[SUPPLIED PASSAGE]
######

Deformable mirrors (DMs) are flexible mirrors etched with actuators to control its surface. There are different types of DMs based on mirror type such as segmented or continuous and based on the actuation technology either piezoactuators or MEMS (microelectromechanical systems)-based actuators [12, 13]. In this paper, calibration of Boston Multi-5.5 DM is discussed. It has a resolution of 0.5 nm and dynamic range of 5 \(\upmu \)m. The DM has a thin membrane mirror of area 5x5 mm, etched with 140 electrostatic actuators with pitch size of 450 \(\upmu \)m.

DM changes its shape in response to the position commands in order to compensate for the aberrations measured by wavefront sensor. Ideally, it will assume a surface shape that can compensate for aberration profile. The surface profile is controlled by actuators that move in and out, in response to the applied voltage. The accuracy of the wavefront correction is dependent on shaping of the DM. The range of wavefront that can be corrected by a particular DM is limited by the actuator stroke and resolution, the number and distribution of actuators and the model used to determine the appropriate control signals for the DM. First two are physical limitations of the DM itself, and last one is a limitation of the control software. The inadequate actuator stroke leads to poor performance and can prevent the effective correction. The number of actuators determines the degrees of freedom that the DM can correct.

The DM used for calibration has continuous membrane mirror. The actuators are mechanically coupled. Therefore, when an actuator moves, there is some finite response along the entire surface of the mirror. The 2D shape of the surface caused by displacing one actuator is called the influence function of that actuator. Typically, the coupling for continuous membrane DM will be in the range of 10-20%. It is desired to determine the actuators response to input voltage, inter-actuator coupling, relaxed shape error of the DM, RMS and PV wavefront error of DM surface at different voltages.

Experimental procedure

Experimental setup used to characterize the DM is shown in Fig. 5. DM is placed in front of the Fizeau interferometer from Zygo Corporation, and a neutral density (ND) filter is placed in between them. ND filter serves twin purposes here: One is protecting the DM from high intensity laser beam which may cause irretrievable damage to the DM, and other is to reduce the intensity of the reflected wavefront from DM for accurate measurements. Measured surface profiles of DM are shown in Figs. 6 and 7.

######

[INFORMATION SHOWN]

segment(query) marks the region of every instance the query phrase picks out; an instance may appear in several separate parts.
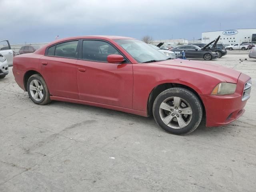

######

[GIVEN TASK] Continue the passage on calibrating the deformable mirror, starting right after its last sentence.

[ANSWER FOR THE TASK]
Fig. 5
figure 5

Experimental setup used for calibration of DM

Fig. 6
figure 6

Interferogram (a), wavefront map with power (b) and wavefront map without power (c) of DM surface in relaxed condition of the actuators

Fig. 7
figure 7

One-dimensional plots of the wavefront map along H (slice 1) and V (slice 2) axis of the DM surface with (top) and without (bottom) power

DM surface flatness is crucial for the wavefront correction. It is desirable to have a flat surface with RMS surface figure \(\lambda \)/20. In a relaxed stage or at an offset voltage, the DM needs to be tested for its surface flatness. It is tested for different input voltages ranging from 0 to 200 V. (Voltage applied to all the actuators is uniform.) Variation in RMS wavefront error of DM for input voltages from 0 to 200 V is in the order of 22 to 34 nm. The results are shown in Fig. 8.

Fig. 8
figure 8

DM surface map for input piston voltage of 100 V (a), PV and RMS wavefront error for different voltages (b)

Estimation of response of each actuator for input voltage is essential. All the actuators are tested over a voltage range of 90 V with an interval of 6 V. The response of the each actuator is studied.

The voltage vs PV and RMS wavefront error of the surface shows the linear displacement in the mirror along the transverse direction. The response shows the accuracy of the actuator movement with input voltage.

Table 1 Layout of the deformable mirror actuators. DM has 140 actuators in a grid of 12x12 that covers 4.95x4.95 mm on DM surface in length and width. The four corner actuators are dormant which are not numbered. The window covers actuators of 9x9 that is   4x4 mm

In Table 1, the position map of the actuators on DM is shown and their respective position is mentioned. The response of the actuators in the prescribed voltage range of 60-90 V is given in Fig. 9. For voltages greater than 90 V, the path difference between two subsequent pixels is more than \(\lambda \)/2. This results in loss of phase information. Thus, we limited the analysis to 90 V. For equal response of all the actuators, the plots should have been overlapped. But there is constant offset present in the actuator response.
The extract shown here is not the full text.